## begin Record extracts
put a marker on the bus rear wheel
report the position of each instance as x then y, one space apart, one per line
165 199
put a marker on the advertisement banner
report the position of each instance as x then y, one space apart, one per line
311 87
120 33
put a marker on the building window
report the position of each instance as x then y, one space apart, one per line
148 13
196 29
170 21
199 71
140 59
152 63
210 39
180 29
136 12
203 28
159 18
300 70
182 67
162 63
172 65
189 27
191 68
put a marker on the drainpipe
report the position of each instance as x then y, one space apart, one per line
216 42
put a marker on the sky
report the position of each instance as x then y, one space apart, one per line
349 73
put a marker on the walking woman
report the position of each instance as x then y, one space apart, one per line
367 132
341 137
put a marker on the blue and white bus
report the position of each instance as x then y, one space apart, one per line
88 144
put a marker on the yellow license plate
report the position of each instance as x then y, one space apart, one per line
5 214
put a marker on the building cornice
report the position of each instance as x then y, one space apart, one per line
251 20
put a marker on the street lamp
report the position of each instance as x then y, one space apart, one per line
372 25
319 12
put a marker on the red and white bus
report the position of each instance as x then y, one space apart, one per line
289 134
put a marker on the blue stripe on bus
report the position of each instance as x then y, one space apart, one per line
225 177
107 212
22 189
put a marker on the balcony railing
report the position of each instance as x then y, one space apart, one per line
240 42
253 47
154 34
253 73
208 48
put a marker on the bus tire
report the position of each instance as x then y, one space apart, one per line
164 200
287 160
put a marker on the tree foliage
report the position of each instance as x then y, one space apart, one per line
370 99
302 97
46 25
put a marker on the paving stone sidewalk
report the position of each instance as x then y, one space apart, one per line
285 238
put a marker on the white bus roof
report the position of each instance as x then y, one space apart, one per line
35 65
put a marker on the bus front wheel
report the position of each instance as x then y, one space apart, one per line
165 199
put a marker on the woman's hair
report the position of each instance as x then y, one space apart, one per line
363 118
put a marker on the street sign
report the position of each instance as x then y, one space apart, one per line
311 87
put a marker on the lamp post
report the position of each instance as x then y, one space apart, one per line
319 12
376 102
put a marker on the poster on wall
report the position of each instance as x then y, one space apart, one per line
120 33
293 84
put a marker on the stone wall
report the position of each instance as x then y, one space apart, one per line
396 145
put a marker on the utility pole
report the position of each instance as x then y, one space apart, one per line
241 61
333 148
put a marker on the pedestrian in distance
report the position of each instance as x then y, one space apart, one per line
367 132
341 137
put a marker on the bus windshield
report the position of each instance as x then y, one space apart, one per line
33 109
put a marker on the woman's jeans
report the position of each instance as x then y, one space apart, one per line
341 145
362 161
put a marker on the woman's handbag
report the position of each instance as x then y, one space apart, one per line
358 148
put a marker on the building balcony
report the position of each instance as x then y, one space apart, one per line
## end Record extracts
> Problem statement
Pull out every row above and reproduce each one word for word.

> Expected answer
put a marker on the bus rear wheel
report the position of each instance as x then y, one space apart, one per line
165 199
put a marker on the advertisement banner
report the position of each instance as x then y, one space apart, one per line
311 87
120 33
put a marker on the building window
report the position of each instance as x then y, one space apart, one per line
148 13
196 29
170 21
199 71
140 59
152 63
210 39
180 29
136 12
203 28
159 18
300 70
182 67
162 63
172 65
189 27
191 68
put a marker on the drainpipe
report the position of each instance as x then y, one space apart, one per line
216 42
put a marker on the sky
report the position of each instance as x then y, one space apart, one per line
349 73
put a marker on the walking woman
report the position of each instance as x then y, one space apart, one per line
367 132
341 137
put a marker on the blue and white bus
report the position of each instance as x then y, one space apart, one per line
88 144
put a marker on the yellow license plate
report the position of each instance as x then y, one space apart, one per line
5 214
put a marker on the building cornice
report the position of each instance as x then y, one space apart, one per line
251 20
put a marker on the street lamp
report the position of each instance as x then y, one space apart, one per line
372 25
319 12
put a marker on the red and white bus
report the position of each instance as x then y, one space apart, one per line
289 134
put a marker on the blue stripe on bus
report the position of each instance as x then y, one space apart, one per line
225 177
107 212
22 189
put a marker on the balcony railing
report the position of each instance as x then y, one space apart, one per line
240 42
253 47
154 34
253 73
208 48
put a marker on the bus tire
report the position of each instance as x then y, one space apart, one per line
164 200
287 160
put a marker on the tree foliage
report the position of each instance as x then y, one space apart, one per line
370 99
302 97
46 25
put a marker on the paving stone sidewalk
report the position of each instance as x then y, one space apart, one per line
285 238
put a marker on the white bus roof
report the position of each instance as x then y, one space apart, one per line
35 65
put a marker on the bus front wheel
report the position of each instance as x then y, one space apart, one per line
165 199
put a marker on the woman's hair
report the position of each instance as x then y, one space apart, one per line
363 118
put a marker on the street sign
report the position of each instance as x then y, one space apart, one per line
311 87
put a marker on the lamp post
report the position of each instance as x then y, one space apart, one per line
319 12
376 102
put a marker on the poster on wall
report the position of each instance as x then y, one space apart, one per line
120 33
293 84
put a marker on the stone wall
report the position of each instance as x then y, one space apart, one per line
396 145
put a marker on the utility pole
report the position of each instance as x then y, one space apart, one per line
241 61
333 148
put a marker on the pedestrian in distance
report the position of each instance as x then y, one space apart, one per line
367 132
341 137
put a marker on the bus windshield
report the position of each instance as x then y, one space apart, one per line
33 109
put a marker on the woman's jeans
report the position of each instance as x then y, one space apart, one per line
341 145
362 161
put a marker on the woman's handbag
report the position of each instance as x then y, one space apart, one per line
358 148
put a marker on the building balcony
report the position of each instance as x then y, one space apart, one per line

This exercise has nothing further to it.